▸ **Given task**: Render the item lines below as a Markdown table with columns "Row" and "Content". Include everything from the line containing "wrinkled parchment paper." down to the line containing "column 685, row 552", number each line, and leave out blank lines.

▸ **Task input**:
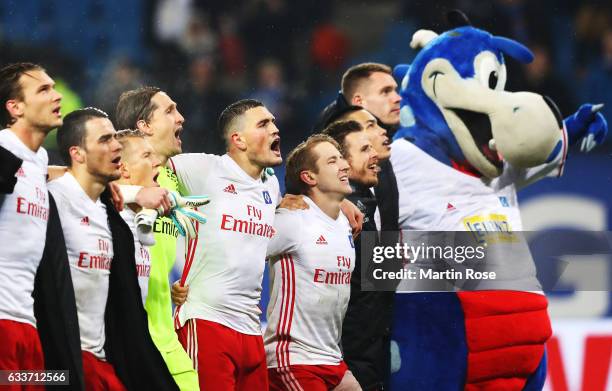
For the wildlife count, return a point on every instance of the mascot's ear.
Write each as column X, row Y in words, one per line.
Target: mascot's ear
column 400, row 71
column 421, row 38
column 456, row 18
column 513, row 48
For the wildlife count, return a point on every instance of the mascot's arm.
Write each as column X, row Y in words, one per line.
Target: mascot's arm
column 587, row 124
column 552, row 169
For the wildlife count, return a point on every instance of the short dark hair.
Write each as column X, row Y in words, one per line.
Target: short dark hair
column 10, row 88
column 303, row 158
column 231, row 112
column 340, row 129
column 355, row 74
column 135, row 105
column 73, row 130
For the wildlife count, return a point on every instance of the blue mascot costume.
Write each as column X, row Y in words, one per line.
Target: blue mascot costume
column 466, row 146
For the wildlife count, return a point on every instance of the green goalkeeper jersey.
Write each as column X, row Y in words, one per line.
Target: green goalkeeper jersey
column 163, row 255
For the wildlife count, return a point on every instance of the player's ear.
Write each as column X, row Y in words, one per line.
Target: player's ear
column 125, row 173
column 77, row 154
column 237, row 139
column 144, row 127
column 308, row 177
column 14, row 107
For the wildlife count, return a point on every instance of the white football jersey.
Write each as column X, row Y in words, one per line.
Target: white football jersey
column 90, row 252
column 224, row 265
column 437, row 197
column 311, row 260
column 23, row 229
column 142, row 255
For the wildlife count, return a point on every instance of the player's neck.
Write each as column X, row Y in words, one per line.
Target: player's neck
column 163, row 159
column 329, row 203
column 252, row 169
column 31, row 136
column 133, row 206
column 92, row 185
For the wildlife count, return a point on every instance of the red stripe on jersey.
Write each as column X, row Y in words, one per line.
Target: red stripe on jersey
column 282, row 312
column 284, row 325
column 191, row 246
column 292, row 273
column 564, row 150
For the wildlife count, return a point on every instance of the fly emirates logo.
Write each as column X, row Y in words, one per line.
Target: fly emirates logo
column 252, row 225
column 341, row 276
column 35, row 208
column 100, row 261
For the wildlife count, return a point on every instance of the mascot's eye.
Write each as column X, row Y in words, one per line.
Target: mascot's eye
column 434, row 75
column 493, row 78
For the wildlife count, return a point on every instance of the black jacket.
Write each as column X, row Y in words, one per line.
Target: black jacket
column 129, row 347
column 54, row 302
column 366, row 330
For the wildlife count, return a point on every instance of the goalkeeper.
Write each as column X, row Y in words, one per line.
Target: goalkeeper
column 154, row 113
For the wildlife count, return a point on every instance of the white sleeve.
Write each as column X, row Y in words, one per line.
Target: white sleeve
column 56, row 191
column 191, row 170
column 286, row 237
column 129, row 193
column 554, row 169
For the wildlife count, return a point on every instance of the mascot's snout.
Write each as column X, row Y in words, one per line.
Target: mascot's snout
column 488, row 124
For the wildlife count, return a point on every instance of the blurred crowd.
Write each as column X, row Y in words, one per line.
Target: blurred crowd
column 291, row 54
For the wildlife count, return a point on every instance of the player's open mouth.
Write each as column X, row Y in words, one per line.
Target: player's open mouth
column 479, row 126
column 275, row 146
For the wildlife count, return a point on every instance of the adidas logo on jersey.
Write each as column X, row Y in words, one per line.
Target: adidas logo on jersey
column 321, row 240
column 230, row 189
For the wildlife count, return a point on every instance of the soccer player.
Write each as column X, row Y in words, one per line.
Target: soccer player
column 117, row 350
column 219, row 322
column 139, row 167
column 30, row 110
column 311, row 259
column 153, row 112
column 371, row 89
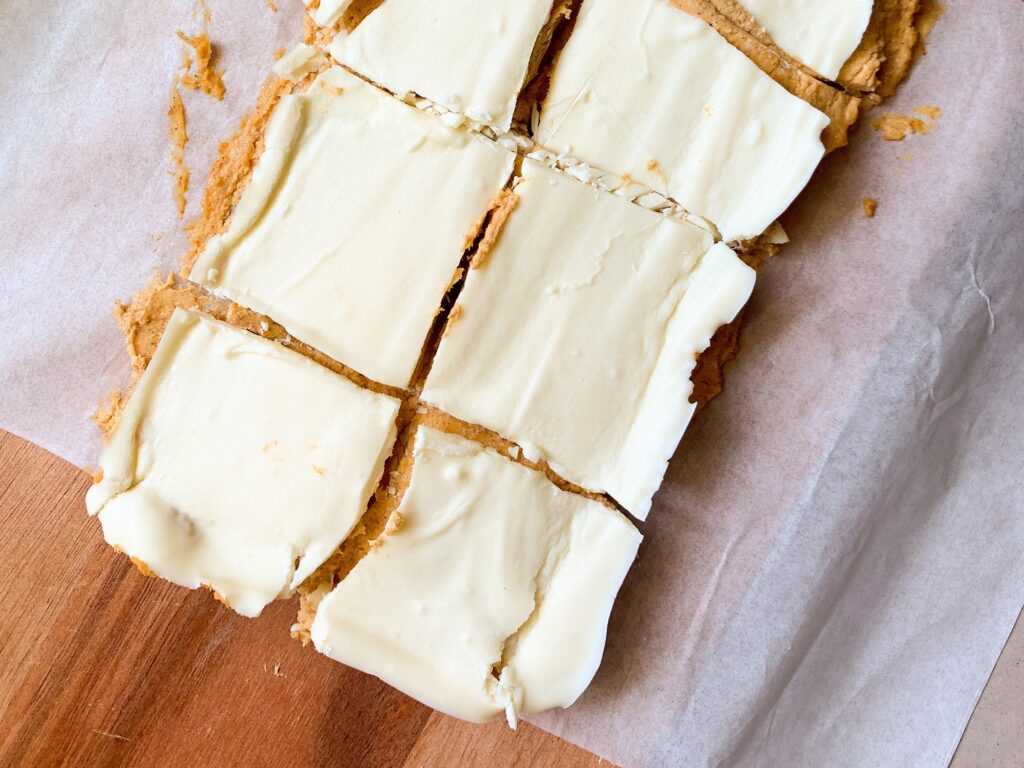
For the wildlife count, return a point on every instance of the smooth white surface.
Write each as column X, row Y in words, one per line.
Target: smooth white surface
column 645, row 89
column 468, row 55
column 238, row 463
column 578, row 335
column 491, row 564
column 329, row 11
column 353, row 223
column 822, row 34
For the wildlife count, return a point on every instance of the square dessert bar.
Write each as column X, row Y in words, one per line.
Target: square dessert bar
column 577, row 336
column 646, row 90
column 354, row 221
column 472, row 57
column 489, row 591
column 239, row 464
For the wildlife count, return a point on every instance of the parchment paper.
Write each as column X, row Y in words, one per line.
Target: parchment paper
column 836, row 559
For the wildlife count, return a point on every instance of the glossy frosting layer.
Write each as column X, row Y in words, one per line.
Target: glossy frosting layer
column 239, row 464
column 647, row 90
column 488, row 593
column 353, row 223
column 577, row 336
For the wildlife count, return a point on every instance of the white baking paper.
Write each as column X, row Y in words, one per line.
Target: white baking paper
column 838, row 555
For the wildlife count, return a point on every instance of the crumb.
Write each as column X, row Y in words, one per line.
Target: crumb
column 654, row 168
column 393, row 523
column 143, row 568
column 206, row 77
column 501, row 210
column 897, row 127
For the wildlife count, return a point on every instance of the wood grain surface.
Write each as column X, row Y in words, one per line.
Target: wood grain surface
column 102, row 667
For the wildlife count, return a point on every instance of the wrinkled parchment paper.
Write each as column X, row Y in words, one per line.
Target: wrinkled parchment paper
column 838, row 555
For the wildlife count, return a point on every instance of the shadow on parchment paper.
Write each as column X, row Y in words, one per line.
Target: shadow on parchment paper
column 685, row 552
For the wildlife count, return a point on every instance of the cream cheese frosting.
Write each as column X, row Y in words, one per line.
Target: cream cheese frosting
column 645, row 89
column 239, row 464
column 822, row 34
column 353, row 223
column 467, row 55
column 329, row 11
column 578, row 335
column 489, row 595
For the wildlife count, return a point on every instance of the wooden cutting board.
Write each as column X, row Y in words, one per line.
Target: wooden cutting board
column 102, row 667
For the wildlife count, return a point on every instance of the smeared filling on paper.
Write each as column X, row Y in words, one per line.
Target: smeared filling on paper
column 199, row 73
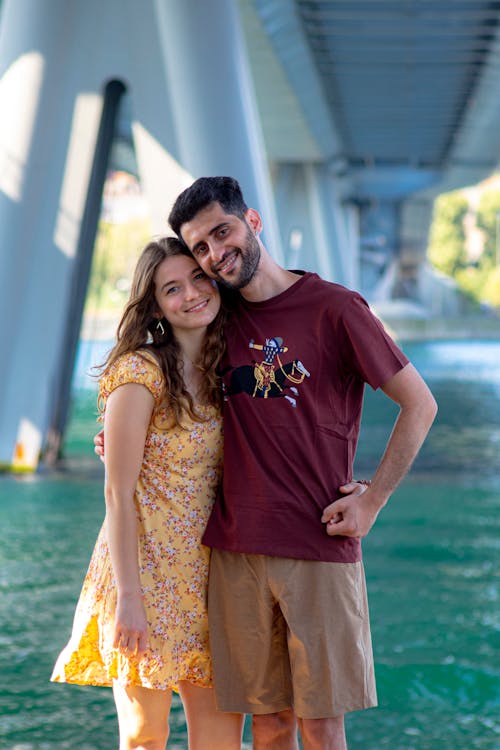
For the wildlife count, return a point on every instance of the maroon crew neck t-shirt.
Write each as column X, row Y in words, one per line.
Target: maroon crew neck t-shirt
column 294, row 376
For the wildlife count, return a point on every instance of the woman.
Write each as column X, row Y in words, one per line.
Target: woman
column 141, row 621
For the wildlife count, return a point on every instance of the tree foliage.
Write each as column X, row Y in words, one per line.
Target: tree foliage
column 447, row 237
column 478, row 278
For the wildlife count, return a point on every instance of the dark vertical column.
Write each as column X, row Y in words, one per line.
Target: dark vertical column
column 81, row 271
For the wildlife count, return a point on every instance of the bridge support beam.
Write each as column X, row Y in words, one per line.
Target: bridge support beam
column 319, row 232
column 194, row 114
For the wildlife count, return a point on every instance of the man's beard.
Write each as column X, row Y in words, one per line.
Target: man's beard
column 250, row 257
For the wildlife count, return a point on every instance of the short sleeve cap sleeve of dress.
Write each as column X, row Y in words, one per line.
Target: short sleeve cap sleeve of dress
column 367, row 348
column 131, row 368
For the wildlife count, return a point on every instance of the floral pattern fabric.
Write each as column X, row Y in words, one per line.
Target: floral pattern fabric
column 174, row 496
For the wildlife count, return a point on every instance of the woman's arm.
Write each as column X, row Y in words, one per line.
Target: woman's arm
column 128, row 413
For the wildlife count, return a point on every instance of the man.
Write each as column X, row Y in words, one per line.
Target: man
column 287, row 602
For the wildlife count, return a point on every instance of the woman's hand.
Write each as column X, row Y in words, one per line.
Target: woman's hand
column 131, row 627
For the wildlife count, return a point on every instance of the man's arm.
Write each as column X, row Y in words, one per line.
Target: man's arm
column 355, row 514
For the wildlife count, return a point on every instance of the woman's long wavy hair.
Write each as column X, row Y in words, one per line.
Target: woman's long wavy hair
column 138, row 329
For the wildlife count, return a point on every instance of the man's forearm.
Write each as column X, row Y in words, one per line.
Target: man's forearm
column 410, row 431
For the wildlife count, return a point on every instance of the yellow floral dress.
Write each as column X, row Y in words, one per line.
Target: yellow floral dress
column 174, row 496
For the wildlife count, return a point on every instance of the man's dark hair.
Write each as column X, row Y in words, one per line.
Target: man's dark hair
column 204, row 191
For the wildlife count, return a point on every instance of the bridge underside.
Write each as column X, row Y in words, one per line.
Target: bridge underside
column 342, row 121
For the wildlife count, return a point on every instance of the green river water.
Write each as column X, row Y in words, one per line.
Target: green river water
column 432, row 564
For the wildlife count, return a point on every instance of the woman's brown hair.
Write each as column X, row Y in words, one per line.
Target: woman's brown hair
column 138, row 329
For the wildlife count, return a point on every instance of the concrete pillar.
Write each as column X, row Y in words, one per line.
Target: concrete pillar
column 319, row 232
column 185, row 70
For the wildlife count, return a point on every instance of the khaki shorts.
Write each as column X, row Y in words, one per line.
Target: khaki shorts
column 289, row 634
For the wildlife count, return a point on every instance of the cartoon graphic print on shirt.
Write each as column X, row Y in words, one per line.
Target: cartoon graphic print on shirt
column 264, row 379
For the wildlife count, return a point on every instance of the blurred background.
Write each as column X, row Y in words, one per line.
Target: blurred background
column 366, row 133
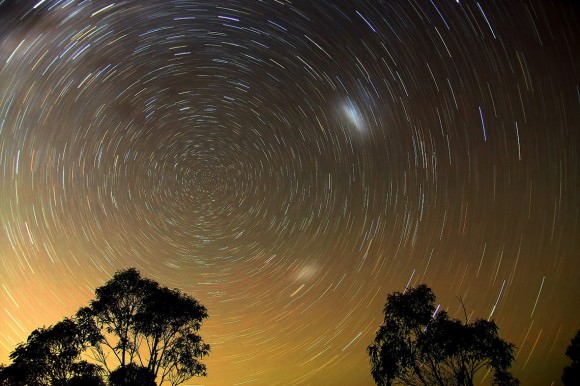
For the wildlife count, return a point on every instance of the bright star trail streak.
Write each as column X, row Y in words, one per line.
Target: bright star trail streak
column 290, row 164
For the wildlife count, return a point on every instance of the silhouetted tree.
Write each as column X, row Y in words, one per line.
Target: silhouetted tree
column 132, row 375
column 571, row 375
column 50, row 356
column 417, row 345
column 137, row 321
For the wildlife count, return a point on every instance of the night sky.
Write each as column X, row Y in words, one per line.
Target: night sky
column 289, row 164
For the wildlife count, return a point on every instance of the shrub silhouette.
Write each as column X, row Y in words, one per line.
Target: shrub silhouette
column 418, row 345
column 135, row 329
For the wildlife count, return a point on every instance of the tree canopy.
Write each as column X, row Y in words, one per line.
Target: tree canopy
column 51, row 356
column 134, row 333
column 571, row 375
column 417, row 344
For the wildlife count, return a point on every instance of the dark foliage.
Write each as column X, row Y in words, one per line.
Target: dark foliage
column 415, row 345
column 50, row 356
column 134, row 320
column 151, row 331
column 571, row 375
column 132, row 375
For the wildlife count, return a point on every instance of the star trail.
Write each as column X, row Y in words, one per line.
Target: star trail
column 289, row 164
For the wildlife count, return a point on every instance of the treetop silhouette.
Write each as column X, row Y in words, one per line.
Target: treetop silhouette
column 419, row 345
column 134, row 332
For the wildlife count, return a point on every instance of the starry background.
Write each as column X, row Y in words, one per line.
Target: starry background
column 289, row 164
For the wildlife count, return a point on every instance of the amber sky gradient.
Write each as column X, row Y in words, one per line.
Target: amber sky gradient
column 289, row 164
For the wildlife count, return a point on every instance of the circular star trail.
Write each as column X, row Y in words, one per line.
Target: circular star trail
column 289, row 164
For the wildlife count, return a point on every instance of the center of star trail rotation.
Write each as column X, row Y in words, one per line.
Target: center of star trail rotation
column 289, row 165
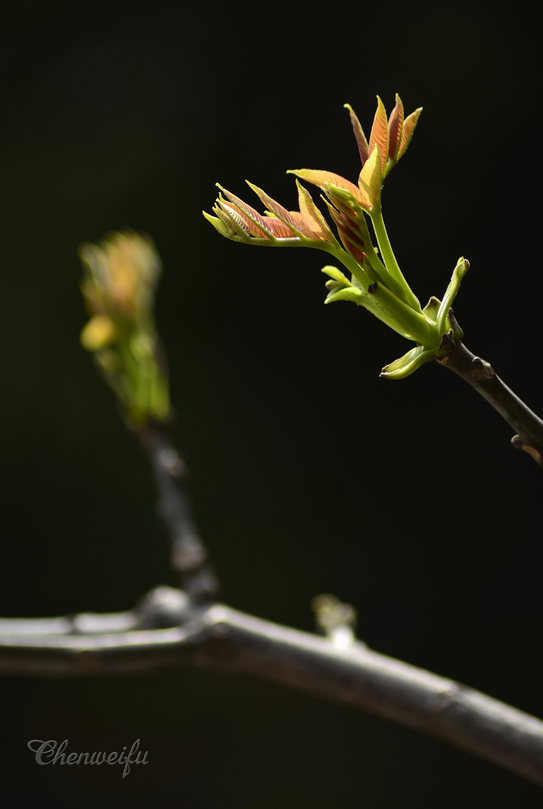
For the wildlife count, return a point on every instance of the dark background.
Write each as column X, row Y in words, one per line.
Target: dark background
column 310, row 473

▸ **Reply to the task**:
| Row | Content |
|---|---|
| 1 | For the wildlife count, return a point on every instance of the wrinkled parchment paper. |
| 2 | Write each as column X, row Y in words, one per line. |
| 3 | Target: wrinkled parchment paper |
| 4 | column 838, row 555 |
| 5 | For the wildlife count, return a point on every instance of the shadow on parchment paper. |
| 6 | Write each as column X, row Y in words, one per line. |
| 7 | Target: shadow on parchment paper |
| 8 | column 685, row 552 |